STATED GOAL:
Copy the stretch of rows from the line containing "# test: identify the chrome" through the end of the rows. Switch every "countertop" to "work surface" and leave everything else unchanged.

Raw records:
+ + +
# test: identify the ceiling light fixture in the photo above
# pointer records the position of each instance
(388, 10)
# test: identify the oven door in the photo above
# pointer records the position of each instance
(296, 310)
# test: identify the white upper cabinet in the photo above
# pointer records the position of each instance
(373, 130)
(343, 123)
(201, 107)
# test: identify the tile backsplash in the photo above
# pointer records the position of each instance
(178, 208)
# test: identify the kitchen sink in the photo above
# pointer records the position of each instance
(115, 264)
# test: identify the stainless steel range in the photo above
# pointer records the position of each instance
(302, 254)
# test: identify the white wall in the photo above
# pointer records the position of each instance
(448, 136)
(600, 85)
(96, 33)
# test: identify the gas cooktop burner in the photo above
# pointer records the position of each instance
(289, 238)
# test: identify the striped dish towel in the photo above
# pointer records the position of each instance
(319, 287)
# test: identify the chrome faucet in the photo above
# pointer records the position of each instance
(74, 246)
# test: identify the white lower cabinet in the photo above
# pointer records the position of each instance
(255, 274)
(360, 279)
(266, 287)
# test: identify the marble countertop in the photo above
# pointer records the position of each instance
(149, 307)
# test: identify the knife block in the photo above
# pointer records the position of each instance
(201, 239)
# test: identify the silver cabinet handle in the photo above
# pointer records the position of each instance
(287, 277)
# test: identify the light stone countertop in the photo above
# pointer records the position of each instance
+ + +
OUTPUT:
# test: identify the chrome faucet in the photo above
# pointer records the position of each instance
(74, 246)
# test: identify the white lower cabinet in the photo above
# pointer records the position of each instance
(255, 274)
(360, 279)
(266, 287)
# test: identify the marble work surface in the photo above
# pointer records the position of each instance
(149, 307)
# test: identify the knife block in the photo above
# pointer records the position of each instance
(201, 239)
# test: identify the silver cabinet handle in the photo above
# pointer records the position of each instance
(287, 277)
# test: identify the light stone work surface in the photo above
# pointer records the position of each instance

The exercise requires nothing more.